§ Teks Bacaan
• • •

Meski Terkenal Alim, Gus Baha tak Segan Naik Motor Butut dan Makan Sajian Warga Dhuafa
Gus Baha mendapat didikan langsung dari ayahanda Kiai Nur Salim
REPUBLIKA.CO.ID, JAKARTA— KH Ahmad Bahauddin Nur Salim atau Gus Baha, kiai kelahiran Rembang, 29 September 1970 ini memiliki keluarga yang hidup dalam kesederhanaan. Gus Baha menikah dengan Ning Winda asal Pesantren Sidogiri Pasuruan yang juga tidak suka dengan kehidupan glamor.
Ning Winda berasal dari keluarga yang tidak main-main. Ning Winda merupakan cucu KH Hasani Nawawie, seorang ulama dan tokoh pesantren Sidogiri yang masyhur sebagai waliyullah.
Seusai menikah, Gus Baha kemudian ingin mengamalkan ilmunya di Yogyakarta yang terkenal sebagai kota pendidikan. Lalu dia pun mengajak istrinya untuk hijrah ke kota istimewa ini dengan menyewa salah satu rumah sederhana di daerah Sleman.

• • •

§ Informasi yang Diberikan
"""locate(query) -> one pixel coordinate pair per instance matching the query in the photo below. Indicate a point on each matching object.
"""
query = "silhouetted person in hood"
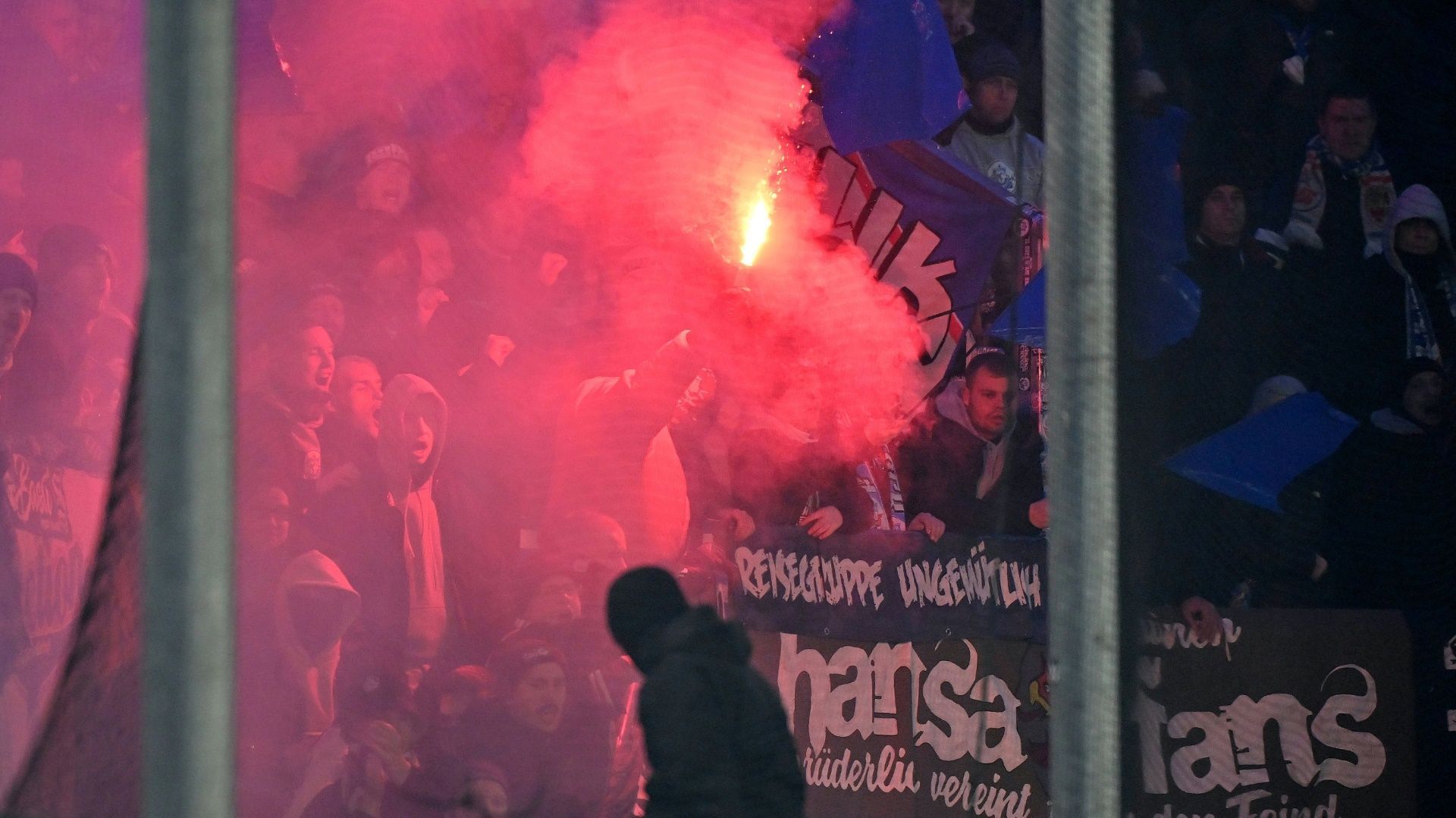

• • •

§ Tugas yang Diberikan
1. Menurut artikel tentang Gus Baha, Ning Winda adalah cucu siapa?
2. Lanjutkan artikel tentang Gus Baha, mulai setelah kalimat terakhirnya.

§ Jawaban Tiap Tugas
1. Ning Winda adalah cucu KH Hasani Nawawie, ulama dan tokoh pesantren Sidogiri.

2.
Awalnya, Gus Baha hanya memiliki dua santri, yaitu Rukhind an Musthofa. Namun, seiring berjalannya waktu mahasiswa pun banyak yang berdatangan untuk berguru dan ngaji kitab kuning kepada Gus Baha.
Setelah beberapa tahun berdakwah di Daerah Istimewa Yogyakarta (DIY), ayahnya, KH Nursalim dipanggil oleh Allah SWT. Gus Baha pun akhirnya memboyong keluarganya kembali ke kampung halamannya untuk melanjutkan perjuangan ayahnya dalam mengembangkan pendidikan pesantren Alquran.
Bersama istri dan anak-anaknya, Gus Baha kini hidup di lingkungan Pondok Pesantren Tahfidzul Qur'an LP3IA. Di pesantren ini, keduanya mengasuh ratusan santri yang ingin belajar Alquran, tahfiz, dan berbagai kajian kitab kuning.
Gus Baha dan Ning Winda dikaruniai tiga anak, yaitu Tasbiha Mahmida, Hassan Tasbiha, dan Mila Tasbiha. Kata Tasbiha disandingkan dengan nama putra-putrinya karena Gus Baha mengetahui bahwa membaca tasbih memiliki banyak keutamaan.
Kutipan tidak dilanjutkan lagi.